Passage provided:

Telomerase activity was assayed in CaCo-2 cells, treated with 25 μM 15d-PG J2 and 200 μM rosiglitazone at 24 and 48 hrs from the treatments. Both substances inhibited telomerase activity (Fig. 3). In 15d-PG J2 –treated cells, the telomerase activity was inhibited by 40%, after 24 hrs and this inhibition became more evident after 48 hrs (65%). Rosiglitazone inhibited telomerase activity by 35% after 24 hrs and by 55% after 48 hrs. With respect to cells treated with rosiglitazone, the inhibition of telomerase activity was stronger in 15d-PG J2-treated cells, which correlates with the degree of inhibition of hTERT expression.

Fig 3.

Fig 3

Telomerase activity. The activity was evaluated at the indicated times in CaCo-2 cells after treatment with PPARγ ligands (200 μM Rosiglitazone, Rosi, and 25 μM 15d-PG J2). The activity was expressed as ng of DNA produced/μg of protein and reported as the percentage of control (C) values.

Effects of PPARγ ligands on hTERT transcription factor expressions and binding to DNA

To assess whether the inhibition of hTERT expression may be related to the modification of the c-Myc, Mad1 and Sp1 protein content, we analysed these protein expressions 24 and 48 hrs after the treatments (Fig. 4). We confirmed the inhibition of c-Myc expression (Fig. 4A) determined by both substances, as previously reported [27], and observed a strong increase of Mad1 expression at 24 and 48 hrs after treatment with 25 μM 15d-PG J2 and only at 48 hrs after treatment with 200 μM rosiglitazone (Fig. 4B). Sp1 transcription factor expression did not change after treatments with both 15d PG J2 and rosiglitazone (Fig. 4C).

Fig 4.

Data excerpts:
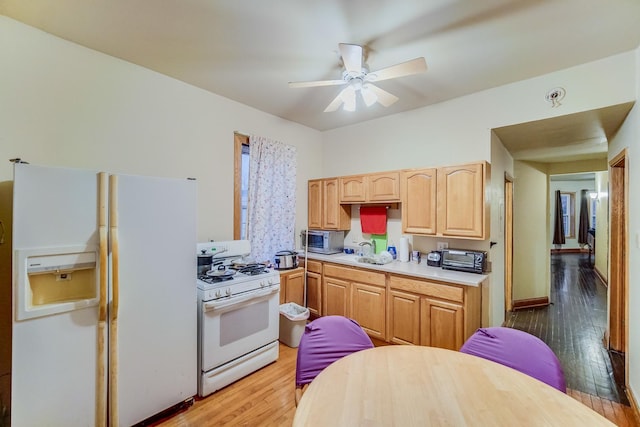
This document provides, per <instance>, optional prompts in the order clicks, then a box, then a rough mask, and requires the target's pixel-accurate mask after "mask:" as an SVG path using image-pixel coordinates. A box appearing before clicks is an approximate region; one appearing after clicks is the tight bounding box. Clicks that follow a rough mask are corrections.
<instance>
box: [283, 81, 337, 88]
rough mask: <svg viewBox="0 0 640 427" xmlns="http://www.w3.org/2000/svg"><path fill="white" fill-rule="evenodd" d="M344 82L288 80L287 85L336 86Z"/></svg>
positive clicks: (290, 86)
mask: <svg viewBox="0 0 640 427" xmlns="http://www.w3.org/2000/svg"><path fill="white" fill-rule="evenodd" d="M346 83H347V82H346V81H344V80H317V81H312V82H289V87H316V86H338V85H343V84H346Z"/></svg>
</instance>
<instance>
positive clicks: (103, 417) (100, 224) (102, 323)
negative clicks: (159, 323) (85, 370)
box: [96, 172, 109, 427]
mask: <svg viewBox="0 0 640 427" xmlns="http://www.w3.org/2000/svg"><path fill="white" fill-rule="evenodd" d="M107 200H108V193H107V174H106V173H104V172H100V173H99V174H98V232H99V236H100V242H99V244H100V254H99V256H100V258H99V271H100V290H99V298H100V300H99V306H98V307H99V310H98V360H97V362H98V368H97V373H96V375H97V379H96V380H97V384H98V386H97V387H98V390H97V396H96V400H97V402H96V411H97V413H96V425H97V426H98V427H105V426H106V425H107V384H106V380H107V373H106V367H105V364H106V357H105V348H106V343H105V340H106V335H105V332H106V322H107V299H108V295H107V281H108V280H109V276H108V273H109V272H108V265H109V264H108V257H109V248H108V244H109V243H108V240H109V235H108V228H107Z"/></svg>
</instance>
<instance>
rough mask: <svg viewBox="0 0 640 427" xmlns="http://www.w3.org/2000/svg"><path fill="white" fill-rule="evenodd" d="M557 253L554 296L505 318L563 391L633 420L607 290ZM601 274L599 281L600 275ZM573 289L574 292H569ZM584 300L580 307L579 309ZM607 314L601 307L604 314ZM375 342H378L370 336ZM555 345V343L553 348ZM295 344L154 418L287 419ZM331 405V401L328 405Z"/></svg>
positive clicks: (570, 260) (278, 421) (253, 421)
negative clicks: (558, 377)
mask: <svg viewBox="0 0 640 427" xmlns="http://www.w3.org/2000/svg"><path fill="white" fill-rule="evenodd" d="M581 256H582V257H585V262H586V256H585V255H577V254H576V255H571V256H567V255H560V256H555V255H554V257H555V258H554V259H553V262H552V265H553V266H552V269H553V271H554V273H553V276H552V284H553V288H554V291H552V296H551V298H552V302H553V304H552V305H551V306H550V307H547V308H540V309H535V310H521V311H518V312H514V313H513V315H512V316H509V318H508V321H507V323H508V326H511V327H516V328H518V329H522V330H526V331H527V332H530V333H533V334H534V335H537V336H538V337H540V338H541V339H543V340H544V341H546V342H547V344H549V345H550V346H551V347H552V348H553V349H554V351H555V352H556V354H558V356H559V358H560V361H561V363H562V365H563V368H564V370H565V374H566V378H567V385H568V387H569V390H567V394H569V395H570V396H571V397H573V398H574V399H576V400H578V401H580V402H582V403H583V404H585V405H587V406H588V407H590V408H592V409H593V410H595V411H596V412H598V413H600V414H601V415H603V416H604V417H606V418H607V419H609V420H611V421H612V422H613V423H614V424H616V425H618V426H623V427H634V426H638V425H639V424H638V423H637V422H636V420H635V419H634V415H633V411H632V410H631V408H630V407H629V406H628V404H624V403H620V402H621V401H623V397H624V399H626V396H625V395H624V392H622V391H621V390H620V388H619V386H618V385H616V381H615V378H614V375H613V370H614V368H613V367H611V361H610V360H609V362H607V357H606V356H607V353H606V351H604V350H602V345H601V339H602V333H603V332H604V329H603V328H604V325H605V324H606V320H602V319H601V317H602V316H603V314H602V313H603V312H604V313H606V309H605V308H604V306H603V305H602V301H599V299H601V298H602V295H606V290H603V288H604V286H603V285H602V283H601V282H599V280H597V281H596V280H595V279H593V278H592V277H591V275H593V271H592V270H591V269H589V268H587V267H588V266H586V267H585V264H584V262H582V260H581V259H580V257H581ZM598 282H599V283H598ZM576 289H577V290H578V291H579V292H577V293H576V292H574V291H576ZM579 307H582V308H583V309H584V310H586V311H580V310H579ZM604 316H606V314H604ZM374 344H376V345H381V344H382V343H380V342H378V341H375V340H374ZM554 347H555V348H554ZM296 355H297V349H295V348H290V347H287V346H285V345H283V344H280V358H279V359H278V361H277V362H275V363H272V364H271V365H269V366H266V367H264V368H262V369H260V370H259V371H258V372H255V373H254V374H252V375H250V376H248V377H246V378H243V379H241V380H239V381H237V382H235V383H234V384H231V385H229V386H228V387H225V388H224V389H222V390H219V391H217V392H216V393H214V394H212V395H210V396H208V397H206V398H203V399H196V402H195V403H194V405H193V406H191V407H189V408H187V409H185V410H183V411H182V412H180V413H178V414H177V415H174V416H173V417H171V418H168V419H165V420H162V421H158V422H156V423H154V424H150V425H154V426H162V427H195V426H223V425H226V426H290V425H291V423H292V422H293V417H294V414H295V403H294V389H295V386H294V377H295V365H296ZM327 410H330V408H327Z"/></svg>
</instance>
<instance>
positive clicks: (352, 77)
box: [289, 43, 427, 113]
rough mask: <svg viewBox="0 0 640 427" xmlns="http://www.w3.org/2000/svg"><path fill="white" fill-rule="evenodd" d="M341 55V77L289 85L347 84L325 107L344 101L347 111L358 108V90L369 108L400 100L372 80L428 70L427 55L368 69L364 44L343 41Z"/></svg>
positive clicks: (332, 108) (353, 110)
mask: <svg viewBox="0 0 640 427" xmlns="http://www.w3.org/2000/svg"><path fill="white" fill-rule="evenodd" d="M339 47H340V55H341V56H342V62H343V64H344V68H345V69H344V71H343V72H342V79H340V80H318V81H310V82H289V87H292V88H297V87H316V86H341V85H347V87H345V88H344V89H342V91H340V93H339V94H338V96H336V97H335V99H334V100H333V101H331V103H330V104H329V105H328V106H327V108H325V110H324V111H325V113H327V112H331V111H336V110H337V109H338V108H339V107H340V106H341V105H342V104H344V109H345V110H347V111H355V109H356V95H357V93H358V92H360V94H361V95H362V99H363V101H364V103H365V104H366V105H367V107H369V106H371V105H373V104H375V103H376V102H378V103H379V104H381V105H383V106H385V107H388V106H390V105H391V104H393V103H394V102H396V101H397V100H398V97H397V96H395V95H392V94H390V93H389V92H387V91H385V90H382V89H380V88H379V87H377V86H375V85H374V84H373V82H379V81H382V80H389V79H395V78H398V77H404V76H409V75H412V74H418V73H423V72H425V71H426V70H427V63H426V62H425V60H424V58H422V57H420V58H416V59H412V60H410V61H406V62H402V63H400V64H396V65H392V66H390V67H387V68H383V69H381V70H378V71H369V67H368V66H367V64H365V63H364V61H363V60H362V52H363V49H362V46H359V45H356V44H348V43H340V44H339Z"/></svg>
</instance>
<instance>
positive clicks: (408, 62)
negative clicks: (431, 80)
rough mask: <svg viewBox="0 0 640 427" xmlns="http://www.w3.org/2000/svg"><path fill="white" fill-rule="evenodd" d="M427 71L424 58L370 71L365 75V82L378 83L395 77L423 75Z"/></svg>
mask: <svg viewBox="0 0 640 427" xmlns="http://www.w3.org/2000/svg"><path fill="white" fill-rule="evenodd" d="M425 71H427V62H426V61H425V60H424V58H422V57H421V58H416V59H412V60H411V61H407V62H401V63H400V64H396V65H392V66H391V67H387V68H383V69H381V70H378V71H372V72H370V73H369V74H367V77H366V80H367V81H372V82H379V81H381V80H387V79H394V78H396V77H404V76H410V75H411V74H418V73H424V72H425Z"/></svg>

Work instructions:
[1] Restate word for word the portion of the passage on telomerase activity between "Telomerase activity was assayed" and "of hTERT expression.", inclusive.
[2] Using the passage on telomerase activity, answer each of the following questions briefly:
(a) By what percentage did rosiglitazone inhibit telomerase activity after 48 hrs?
(b) In what units was telomerase activity expressed?
(c) Which transcription factor showed no change in expression after treatment with either substance?
[3] Determine whether each statement below agrees with the passage on telomerase activity. Answer yes or no, and quote the words of the passage that decide it.
(a) In cells treated with 15d-PG J2, telomerase activity was inhibited by 40% after 24 hrs.
(b) Rosiglitazone increased Mad1 expression at 24 hrs after treatment.
(c) The inhibition of telomerase activity was stronger in rosiglitazone-treated cells than in 15d-PG J2-treated cells.

Answer section:
[1]
Telomerase activity was assayed in CaCo-2 cells, treated with 25 μM 15d-PG J2 and 200 μM rosiglitazone at 24 and 48 hrs from the treatments. Both substances inhibited telomerase activity (Fig. 3). In 15d-PG J2 –treated cells, the telomerase activity was inhibited by 40%, after 24 hrs and this inhibition became more evident after 48 hrs (65%). Rosiglitazone inhibited telomerase activity by 35% after 24 hrs and by 55% after 48 hrs. With respect to cells treated with rosiglitazone, the inhibition of telomerase activity was stronger in 15d-PG J2-treated cells, which correlates with the degree of inhibition of hTERT expression.

[2]
(a) 55%.
(b) Ng of DNA produced/μg of protein.
(c) Sp1.

[3]
(a) Yes: "In 15d-PG J2 –treated cells, the telomerase activity was inhibited by 40%, after 24 hrs"
(b) No: "only at 48 hrs after treatment with 200 μM rosiglitazone"
(c) No: "the inhibition of telomerase activity was stronger in 15d-PG J2-treated cells"